-- BRANO CITATO --
= = = = = = =

Non sarà d’ostacolo a questo esito, a nostro avviso, la apparentemente "dura" Nota della Segreteria di Stato del 4 febbraio (riportata qui). Un qualunque osservatore smaliziato può constatare che il Vaticano ha "fatto la faccia feroce", ma più che altro a beneficio dei giornalisti, dell’opinione pubblica e per togliere argomenti a tutti quei prelati (anche se certo questi ultimi non si lasceranno illudere) che negli ultimi giorni si sono strappati le vesti a difesa del Concilio (ma in realtà, a difesa non del Concilio, bensì di un certo suo "spirito" oggi sempre più screditato).

= = = = = = =

-- COMPITO DA SVOLGERE --
Risponda alle seguenti domande sul brano citato:
1. Qual è la data della Nota della Segreteria di Stato?
2. A beneficio di chi, più che altro, il Vaticano avrebbe "fatto la faccia feroce"?
3. Che cosa difendono in realtà i prelati che si sono strappati le vesti?
Le righe riportate di seguito non sono necessarie.

-- SEZIONE DATI --
= = = = = = =

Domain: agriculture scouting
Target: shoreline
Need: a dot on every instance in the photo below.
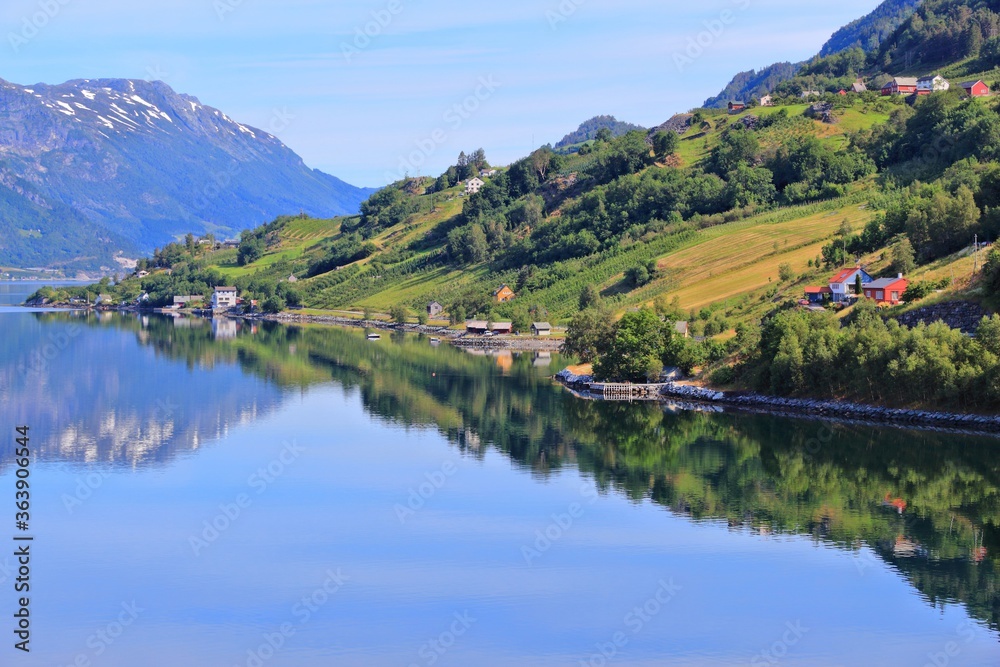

= = = = = = =

-- SOLUZIONE DEL PROBLEMA --
1. Il 4 febbraio.
2. Dei giornalisti e dell'opinione pubblica.
3. Non il Concilio, ma un certo suo "spirito", oggi sempre più screditato.